» **Text provided**:
(begin)

Summary: This is a variation of another hike I have posted. There are so many great routes in this area you could stay busy for quite a while. This starts out on the Jones Gap trail and quickly exits onto the Rim of the Gap trail(6). There is good trout fishing and campsites along the river if your interested in several good day hikes.
Head West on the rim trail, this is almost all uphill until you reach the 6/22 connector trail. Go left towards Pinnacle Pass trail. Take another left onto Pinnacle Pass (20). This is generally a ridge walk to a magnificent rock outcrop that provides a great rest spot before the steep descent to the trailhead. Along the way you will see numerous picturesque streams and falls along with massive boulder and rock formations. The fauna here is extremely diverse at time resembling a tropical rainforest. This is a great day hike. Someone in average physical condition should have a great time. See you on the Trail !!!!!!
One of the reviews continued (from the page linked, above) …
I hiked this trail today with 3 others. The round trip was about 5 hours including a lunch stop, a brief detour (lost the trail), and a couple breaks to enjoy the scenery. I think the views may be best in the winter since foliage would block some great views. Pros: Outstanding views; deep rhododendron and pine groves; trail challenging and interesting Cons: None! It's a great hike. Caution: Descent westbound from the overlook is treacherous - Nomerous slick rock surfaces and poorly marked trail markers; not recommended without rugged footwear.

(end)

» **Recorded information**:
(begin)

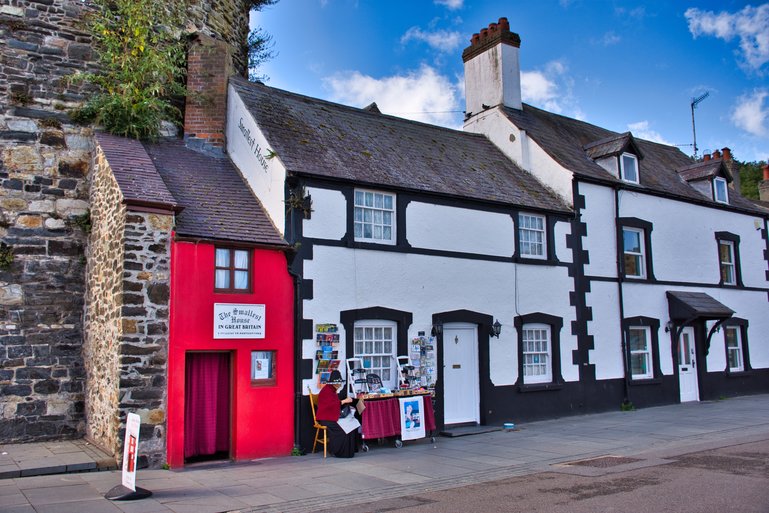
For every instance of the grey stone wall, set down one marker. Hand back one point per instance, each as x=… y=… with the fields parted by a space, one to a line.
x=126 y=319
x=44 y=164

(end)

» **Exercises**:
a: According to the hike description, how long did the reviewer's round trip with 3 others take?
b: Please retype the hike description from "One of the reviews" to "without rugged footwear.".
c: Does the hike description support each statement? (i) The route starts out on the Jones Gap trail. (ii) Heading west on the rim trail is mostly downhill. (iii) The reviewer listed no cons.
The material is separate from the hike description.

» **Expected outputs**:
a: About 5 hours, including a lunch stop, a brief detour, and a couple of breaks to enjoy the scenery.

b:
One of the reviews continued (from the page linked, above) …
I hiked this trail today with 3 others. The round trip was about 5 hours including a lunch stop, a brief detour (lost the trail), and a couple breaks to enjoy the scenery. I think the views may be best in the winter since foliage would block some great views. Pros: Outstanding views; deep rhododendron and pine groves; trail challenging and interesting Cons: None! It's a great hike. Caution: Descent westbound from the overlook is treacherous - Nomerous slick rock surfaces and poorly marked trail markers; not recommended without rugged footwear.

c:
(i) Yes: "This starts out on the Jones Gap trail"
(ii) No: "this is almost all uphill until you reach the 6/22 connector trail"
(iii) Yes: "Cons: None!"